SVB Failure: Twilight of the Tech Bros?

I blame the tech bros. Edward Ongweso Jr. writes at Slate,

If the technological innovation coming out of Silicon Valley is as important as venture capitalists insist, the past few days suggest they haven’t been very responsible stewards of it. The collapse of Silicon Valley Bank late last week may have resulted from a perfect storm of ugly events. But it was also emblematic of a startup ecosystem and venture-capital apparatus that are too unstable, too risky, and too unmoored from reality to be left in charge of something as important as the direction of our technological development.

As the startups that make up Silicon Valley Bank’s customer base scrambled to figure out whether they would be able to make payroll, a group of extremely online venture capitalists spent four days emoting on Twitter, ginning up confusion and hysteria about the threat of a systemic risk if depositors didn’t get all their money back, pronto. All weekend, they screamed that there would be an economic collapse, that they were concerned about the workers, that the Federal Reserve was responsible, that-that-that … until finally, on Sunday evening, they got what they wanted: the government promising full account access to all Silicon Valley Bank depositors.

The Republicans are screaming about bank bailouts today. It’s important to stipulate that the bank is not getting a bailout. It is gone. “The banks’ equity and bond holders are being wiped out,” said the official at Treasury. “They took a risk as owners of the securities, they will take the losses,” it says here. The DEPOSITORS will get back the money they had on deposit, including deposits in excess of the $250,000 that already was insured by FDIC. But this money is not coming out of our taxes. It is being paid out of the Deposit Insurance Fund, which is funded with quarterly fees assessed on financial institutions and interest on government bonds.

But the venture capitalists helped cause the freaking problem by being willing to fund just about anything with “tech” attached to it. The Silicon Valley bros got used to snapping their fingers and getting wads of cash for it. Ongweso continues,

For over a decade, low interest rates have allowed venture capitalists to accumulate huge funds to give increasingly unprofitable firms with unrealistic business models increasingly larger valuations—one 2021 analysis found that not only were 90 percent of U.S. startups that were valued over $1 billion unprofitable, but that most would remain so. Give metens of billions of dollars and a $120 billion valuation and someday, somehow, I will replace every taxi driver with gig workers paid subminimum wages—or robot taxis paid no wages—while charging exorbitant fares for rides, increasing pollution, and adding to traffic. Or not, and I will sell off all the science-fiction projects I’ve promised, but still fail to make a profit.

Over the last year, rising interest rates to combat inflation have meant less free money for science-fiction projects, pressuring investors to change their entire approach and actually fund realistic ventures at realistic valuations with realistically sized funds and deals. Drops in valuations meant smaller checks, which meant smaller deposits at Silicon Valley Bank, and more and more withdrawals as startups ran out of cash themselves. It also meant the bonds SVB bought were now worth less than when purchased, so they’d have to be sold at a loss to generate some liquidity, so that clients could withdraw their deposits.

● **WRITTEN TASK A**:
Can you extract the passage of the SVB failure post from "The Republicans are" to "on government bonds.", word for word?

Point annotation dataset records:
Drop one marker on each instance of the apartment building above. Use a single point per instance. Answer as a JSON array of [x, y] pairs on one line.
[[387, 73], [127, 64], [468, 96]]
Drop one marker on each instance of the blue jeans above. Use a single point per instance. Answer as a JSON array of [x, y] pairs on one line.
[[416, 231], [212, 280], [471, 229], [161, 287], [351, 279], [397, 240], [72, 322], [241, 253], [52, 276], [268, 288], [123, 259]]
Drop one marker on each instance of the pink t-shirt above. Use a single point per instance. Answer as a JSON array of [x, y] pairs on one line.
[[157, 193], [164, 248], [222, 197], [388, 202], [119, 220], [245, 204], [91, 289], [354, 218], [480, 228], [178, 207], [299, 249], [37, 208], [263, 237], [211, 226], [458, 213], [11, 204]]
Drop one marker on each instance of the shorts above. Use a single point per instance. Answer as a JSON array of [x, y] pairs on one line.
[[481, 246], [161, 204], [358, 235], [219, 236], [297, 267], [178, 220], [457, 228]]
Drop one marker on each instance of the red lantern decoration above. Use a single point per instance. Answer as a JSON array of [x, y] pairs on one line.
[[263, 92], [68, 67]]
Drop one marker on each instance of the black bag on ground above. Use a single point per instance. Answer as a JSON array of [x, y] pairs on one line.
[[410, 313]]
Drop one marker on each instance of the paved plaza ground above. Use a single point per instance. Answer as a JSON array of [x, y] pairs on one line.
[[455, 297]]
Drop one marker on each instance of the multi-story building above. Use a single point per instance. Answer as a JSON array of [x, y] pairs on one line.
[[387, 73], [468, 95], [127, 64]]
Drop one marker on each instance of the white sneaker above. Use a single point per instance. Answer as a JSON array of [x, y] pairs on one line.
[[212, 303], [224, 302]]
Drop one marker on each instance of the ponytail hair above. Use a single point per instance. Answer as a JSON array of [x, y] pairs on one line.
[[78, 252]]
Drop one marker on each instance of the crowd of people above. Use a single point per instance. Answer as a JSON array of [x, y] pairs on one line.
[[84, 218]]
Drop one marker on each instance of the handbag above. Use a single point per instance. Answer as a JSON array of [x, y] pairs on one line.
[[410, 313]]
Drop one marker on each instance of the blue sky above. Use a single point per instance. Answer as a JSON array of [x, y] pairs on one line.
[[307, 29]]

● **WRITTEN TASK B**:
Would you copy, unchanged, the lines of the entries from the line with "Drop one marker on each instance of the red" to the line with "[[263, 92], [68, 67]]", both of those lines included?

● **TASK SOLUTION A**:
The Republicans are screaming about bank bailouts today. It’s important to stipulate that the bank is not getting a bailout. It is gone. “The banks’ equity and bond holders are being wiped out,” said the official at Treasury. “They took a risk as owners of the securities, they will take the losses,” it says here. The DEPOSITORS will get back the money they had on deposit, including deposits in excess of the $250,000 that already was insured by FDIC. But this money is not coming out of our taxes. It is being paid out of the Deposit Insurance Fund, which is funded with quarterly fees assessed on financial institutions and interest on government bonds.

● **TASK SOLUTION B**:
Drop one marker on each instance of the red lantern decoration above. Use a single point per instance. Answer as a JSON array of [x, y] pairs on one line.
[[263, 92], [68, 67]]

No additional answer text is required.